Essa metáfora é tão presente que foi expressa em poemas, como Suite of Mirrors, de Harold Witt, publicado pela revista Contact em 1962, da qual traduzo livremente o trecho a seguir

Você pode pensar que a história ensina; repete;

página após página, um poema em perfeita rima

badaladas ecoando sinos de ambos os lados dos lençóis

para nascimentos e funerais,

informam as horas da eterna Alice,

de Hamlet as falácias —

a última luz de desaparecidas galáxias.

Ela também pode ser percebida em graves escritos que procuram discutir as relações sociais, como no caso do comentário de Karl Marx no seu 18 de Brumário de Luís Bonaparte.

Em alguma passagem de suas obras, Hegel comenta que todos os grandes fatos e todos os grandes personagens da história mundial são encenados, por assim dizer, duas vezes. Ele se esqueceu de acrescentar: a primeira vez como tragédia, a segunda como farsa.

Isso aconteceu quando o palestrante mencionou a história de Galileu Galilei. Ele foi condenado pela Inquisição por “suspeita veemente de heresia” e obrigado e recitar e assinar uma renúncia formal de suas ideias.

Fui julgado veementemente suspeito de heresia, isto é, de ter sustentado e acreditado que o sol está no centro do universo e imóvel, e que a Terra não está no centro do mesmo, e que se move. Desejando, porém, afastar das mentes de Vossas Eminências e de todos os fiéis cristãos esta veemente suspeita razoavelmente concebida contra mim, renuncio com coração sincero e fé não fingida, amaldiçoo e detesto os ditos erros e heresias, e no geral todo e qualquer erro, heresia e seita contrária à Santa Igreja Católica. (Tradução livre do autor)
# # # # #
Você pode prosseguir com o texto sobre a história que se repete, começando logo após a última frase apresentada? As entradas a seguir não são necessárias.
# # # # #
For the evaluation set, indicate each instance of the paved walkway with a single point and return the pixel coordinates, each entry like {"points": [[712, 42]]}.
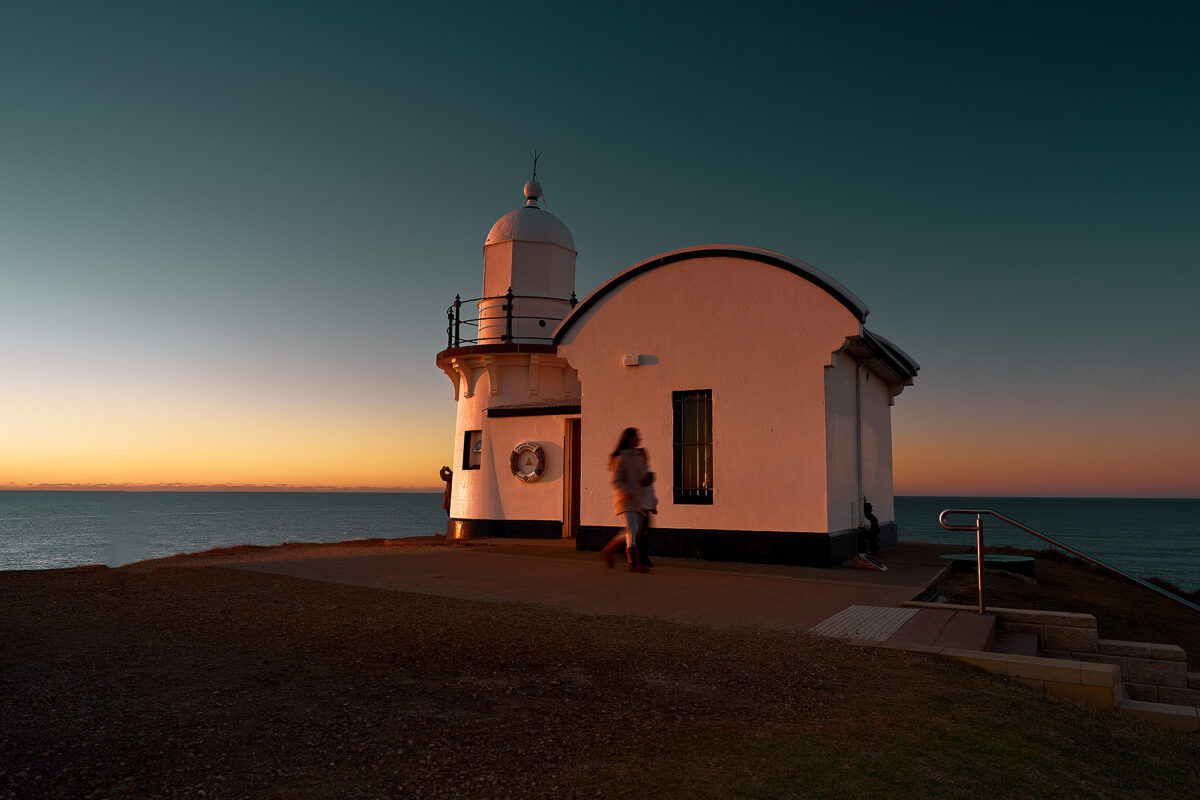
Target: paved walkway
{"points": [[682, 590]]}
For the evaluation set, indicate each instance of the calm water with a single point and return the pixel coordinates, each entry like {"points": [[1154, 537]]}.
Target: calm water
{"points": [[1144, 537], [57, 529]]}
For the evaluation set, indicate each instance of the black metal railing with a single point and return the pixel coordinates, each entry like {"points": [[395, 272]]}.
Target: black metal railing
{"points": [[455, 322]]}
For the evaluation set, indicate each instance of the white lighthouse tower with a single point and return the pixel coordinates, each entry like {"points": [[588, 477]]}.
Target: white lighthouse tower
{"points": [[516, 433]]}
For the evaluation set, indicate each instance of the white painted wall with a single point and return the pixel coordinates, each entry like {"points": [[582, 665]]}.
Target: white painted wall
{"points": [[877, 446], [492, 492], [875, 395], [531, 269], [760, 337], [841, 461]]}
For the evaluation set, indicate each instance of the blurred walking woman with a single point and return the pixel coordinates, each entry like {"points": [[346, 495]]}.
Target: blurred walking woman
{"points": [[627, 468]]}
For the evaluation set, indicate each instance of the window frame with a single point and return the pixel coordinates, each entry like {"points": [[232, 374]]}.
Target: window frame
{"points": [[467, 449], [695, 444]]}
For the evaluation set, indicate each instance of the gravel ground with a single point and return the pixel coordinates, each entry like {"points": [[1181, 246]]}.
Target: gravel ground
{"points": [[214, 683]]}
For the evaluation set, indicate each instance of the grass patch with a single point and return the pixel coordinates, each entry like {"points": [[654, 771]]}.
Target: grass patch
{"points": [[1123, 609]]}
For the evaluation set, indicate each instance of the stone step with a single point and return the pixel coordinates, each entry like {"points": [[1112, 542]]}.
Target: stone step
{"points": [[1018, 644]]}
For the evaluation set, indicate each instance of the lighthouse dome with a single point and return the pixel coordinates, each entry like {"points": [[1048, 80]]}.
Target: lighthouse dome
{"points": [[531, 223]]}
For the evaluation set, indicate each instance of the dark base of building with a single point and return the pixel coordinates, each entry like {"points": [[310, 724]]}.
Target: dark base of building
# # # # #
■ **Resposta à tarefa**:
Me chama a atenção como este episódio é semelhante à decisão imposta ao Telegram pelo Min. Alexandre de Moraes que, entre outras sanções, obrigou o aplicativo a publicamente declarar a seguinte mensagem

Por determinação do SUPREMO TRIBUNAL FEDERAL, a empresa Telegram comunica: A mensagem anterior do Telegram caracterizou FLAGRANTE e ILÍCITA DESINFORMAÇÃO atentatória ao Congresso Nacional, ao Poder Judiciário, ao Estado de Direito e à Democracia Brasileira, pois, fraudulentamente, distorceu a discussão e os debates sobre a regulação dos provedores de redes sociais e de serviços de mensageria privada (PL 2630), na tentativa de induzir e instigar os usuários à coagir os parlamentares.

Mas as semelhanças não param aqui.

Quando Galileu nasceu em 1564, não existia ainda a ciência. Mas quando de sua morte em 1642, ele tinha pavimentado o caminho para a revolução científica do século XVII em que a ciência se tornaria uma disciplina em um sistema filosófico completo e com todo o prestígio de seus métodos. Galileu foi pioneiro em compreender a matemática como a linguagem no qual é escrito o livro da natureza (The Essayer, 1623), o que provocou uma revolução metodológica nos intelectuais que se dedicavam ao estudos da filosofia natural e que viria a produzir um gênio do calibre de Isaac Newton em menos de um século. Apesar disso, era um verdadeiro experimentalista que jogava pedras de torres e mastros de navios, brincava com imãs, relógios e pêndulos na tentativa de elaborar princípios gerais sobre a natureza. Galileu era o arquétipo do cientista como fantasiamos hoje na percepção popular.

À época, o entendimento majoritário sobre a natureza da matéria era o das categorias físicas aristotélicas que entendia que as substâncias são formadas por um elemento celeste — o éter, ou quintessência — e pelos quatro elementos terrestres — fogo, ar, água e terra — cada um destes com um conjunto de propriedades que se combinavam para explicar os fenômenos do mundo observável, incluindo o movimento dos corpos. O grande projeto científico de Galileu foi o de tentar unificar a compreensão sobre a natureza de toda a matéria, seja ela terrestre ou celeste, utilizando um único elemento — a matéria corpórea — cujas propriedades e movimentos ele pretendia descrever por meio da matemática e utilizando as máquinas simples de Arquimedes como modelo (a balança, o plano inclinado e a alavanca, para as quais Galileu adicionou o pêndulo).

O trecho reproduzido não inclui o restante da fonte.